→ **The problem**
Please copy exactly the lines from the top of the data through the line containing "Expected: one point per instance of the wrinkled", and nothing else.

(Beginning of Supplied records)

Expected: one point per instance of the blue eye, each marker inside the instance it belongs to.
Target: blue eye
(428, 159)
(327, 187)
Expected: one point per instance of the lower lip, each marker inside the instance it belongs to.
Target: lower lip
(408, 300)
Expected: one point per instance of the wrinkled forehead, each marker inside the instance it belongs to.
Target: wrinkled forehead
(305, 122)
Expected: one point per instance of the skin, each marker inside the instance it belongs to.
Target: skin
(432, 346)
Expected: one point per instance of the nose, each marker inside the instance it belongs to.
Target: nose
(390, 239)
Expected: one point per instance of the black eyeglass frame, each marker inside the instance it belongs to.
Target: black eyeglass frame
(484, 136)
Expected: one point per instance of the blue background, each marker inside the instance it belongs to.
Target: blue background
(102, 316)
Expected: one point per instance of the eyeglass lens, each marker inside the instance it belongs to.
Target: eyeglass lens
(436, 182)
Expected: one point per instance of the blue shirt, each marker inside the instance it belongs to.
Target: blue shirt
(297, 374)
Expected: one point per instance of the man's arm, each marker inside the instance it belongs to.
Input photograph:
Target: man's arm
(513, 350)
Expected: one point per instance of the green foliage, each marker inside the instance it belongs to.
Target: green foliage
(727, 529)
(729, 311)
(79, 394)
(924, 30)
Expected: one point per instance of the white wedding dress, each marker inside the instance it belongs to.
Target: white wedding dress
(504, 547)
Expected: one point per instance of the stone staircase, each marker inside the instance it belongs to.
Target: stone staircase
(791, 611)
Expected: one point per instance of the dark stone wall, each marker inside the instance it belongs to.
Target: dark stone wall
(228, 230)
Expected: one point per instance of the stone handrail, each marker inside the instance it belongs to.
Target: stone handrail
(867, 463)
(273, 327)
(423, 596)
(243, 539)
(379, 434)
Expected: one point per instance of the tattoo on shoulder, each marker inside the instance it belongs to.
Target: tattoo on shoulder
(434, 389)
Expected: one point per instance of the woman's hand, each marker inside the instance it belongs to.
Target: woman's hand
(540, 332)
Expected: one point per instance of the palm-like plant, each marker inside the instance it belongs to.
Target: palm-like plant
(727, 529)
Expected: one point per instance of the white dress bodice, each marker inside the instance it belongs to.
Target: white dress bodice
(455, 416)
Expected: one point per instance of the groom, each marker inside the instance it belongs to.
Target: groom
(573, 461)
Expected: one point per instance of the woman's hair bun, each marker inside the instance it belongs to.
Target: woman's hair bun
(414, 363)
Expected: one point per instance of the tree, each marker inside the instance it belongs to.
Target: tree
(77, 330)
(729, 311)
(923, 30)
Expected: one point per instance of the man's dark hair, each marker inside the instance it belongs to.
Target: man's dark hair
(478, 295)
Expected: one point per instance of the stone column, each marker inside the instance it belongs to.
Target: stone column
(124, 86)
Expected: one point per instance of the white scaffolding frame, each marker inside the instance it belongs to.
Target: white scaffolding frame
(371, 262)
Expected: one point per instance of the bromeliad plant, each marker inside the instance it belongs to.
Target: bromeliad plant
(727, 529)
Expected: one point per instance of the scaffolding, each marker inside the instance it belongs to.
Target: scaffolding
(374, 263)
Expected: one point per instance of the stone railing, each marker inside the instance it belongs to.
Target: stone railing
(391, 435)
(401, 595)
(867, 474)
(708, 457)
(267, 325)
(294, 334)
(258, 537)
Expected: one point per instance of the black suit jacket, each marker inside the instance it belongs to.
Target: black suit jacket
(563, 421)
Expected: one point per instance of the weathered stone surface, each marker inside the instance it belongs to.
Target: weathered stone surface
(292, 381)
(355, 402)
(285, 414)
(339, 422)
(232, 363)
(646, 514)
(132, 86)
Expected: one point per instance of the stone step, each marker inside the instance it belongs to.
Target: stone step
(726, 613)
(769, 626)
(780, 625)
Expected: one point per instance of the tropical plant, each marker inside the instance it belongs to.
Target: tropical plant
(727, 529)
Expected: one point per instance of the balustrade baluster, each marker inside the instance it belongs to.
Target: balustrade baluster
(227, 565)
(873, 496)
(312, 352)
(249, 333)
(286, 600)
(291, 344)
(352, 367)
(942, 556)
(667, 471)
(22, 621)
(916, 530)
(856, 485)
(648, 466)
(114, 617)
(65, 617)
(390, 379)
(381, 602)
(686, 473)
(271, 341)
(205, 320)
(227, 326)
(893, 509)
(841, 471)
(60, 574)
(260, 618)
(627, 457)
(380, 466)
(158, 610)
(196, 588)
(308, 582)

(End of Supplied records)

→ **Response to this task**
Expected: one point per instance of the blue eye, each marker inside the instance it belongs to.
Target: blue eye
(428, 159)
(327, 187)
Expected: one point per instance of the lower lip, each marker inside the instance it belongs to.
Target: lower lip
(408, 300)
Expected: one point per instance of the wrinkled forehead, each marker inside the instance it belongs to.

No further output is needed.